(Referring expression pointing data)
◆ ◆ ◆ ◆ ◆
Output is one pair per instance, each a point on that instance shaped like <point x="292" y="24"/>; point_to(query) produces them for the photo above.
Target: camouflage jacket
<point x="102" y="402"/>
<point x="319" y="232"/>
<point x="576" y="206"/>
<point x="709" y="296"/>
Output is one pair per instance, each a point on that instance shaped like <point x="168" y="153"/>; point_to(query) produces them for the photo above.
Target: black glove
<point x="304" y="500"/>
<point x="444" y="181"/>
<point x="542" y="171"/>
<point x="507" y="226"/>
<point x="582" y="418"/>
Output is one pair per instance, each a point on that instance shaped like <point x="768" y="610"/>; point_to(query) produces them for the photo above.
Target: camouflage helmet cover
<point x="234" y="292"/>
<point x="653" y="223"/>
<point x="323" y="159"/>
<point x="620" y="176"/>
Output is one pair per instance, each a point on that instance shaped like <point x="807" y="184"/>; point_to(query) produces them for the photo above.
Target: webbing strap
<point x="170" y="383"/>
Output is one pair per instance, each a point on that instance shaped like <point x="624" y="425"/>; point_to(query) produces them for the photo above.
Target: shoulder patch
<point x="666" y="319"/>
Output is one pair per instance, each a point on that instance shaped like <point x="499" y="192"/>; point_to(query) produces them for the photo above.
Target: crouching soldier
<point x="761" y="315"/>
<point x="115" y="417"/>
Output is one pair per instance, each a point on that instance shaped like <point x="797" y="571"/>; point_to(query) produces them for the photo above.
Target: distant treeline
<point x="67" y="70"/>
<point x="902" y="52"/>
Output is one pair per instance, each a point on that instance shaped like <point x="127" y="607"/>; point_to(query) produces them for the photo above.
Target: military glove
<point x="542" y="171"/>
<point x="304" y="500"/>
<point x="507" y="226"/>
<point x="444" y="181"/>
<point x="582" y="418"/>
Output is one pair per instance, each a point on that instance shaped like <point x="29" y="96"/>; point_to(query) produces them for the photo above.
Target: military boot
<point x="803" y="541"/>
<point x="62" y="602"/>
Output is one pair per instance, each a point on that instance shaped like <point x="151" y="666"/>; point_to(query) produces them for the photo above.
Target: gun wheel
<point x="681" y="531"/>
◆ ◆ ◆ ◆ ◆
ACTIVITY ▸ Among the lines of the data above, count those containing the word "that" and report the total alone.

ANSWER ▸ 10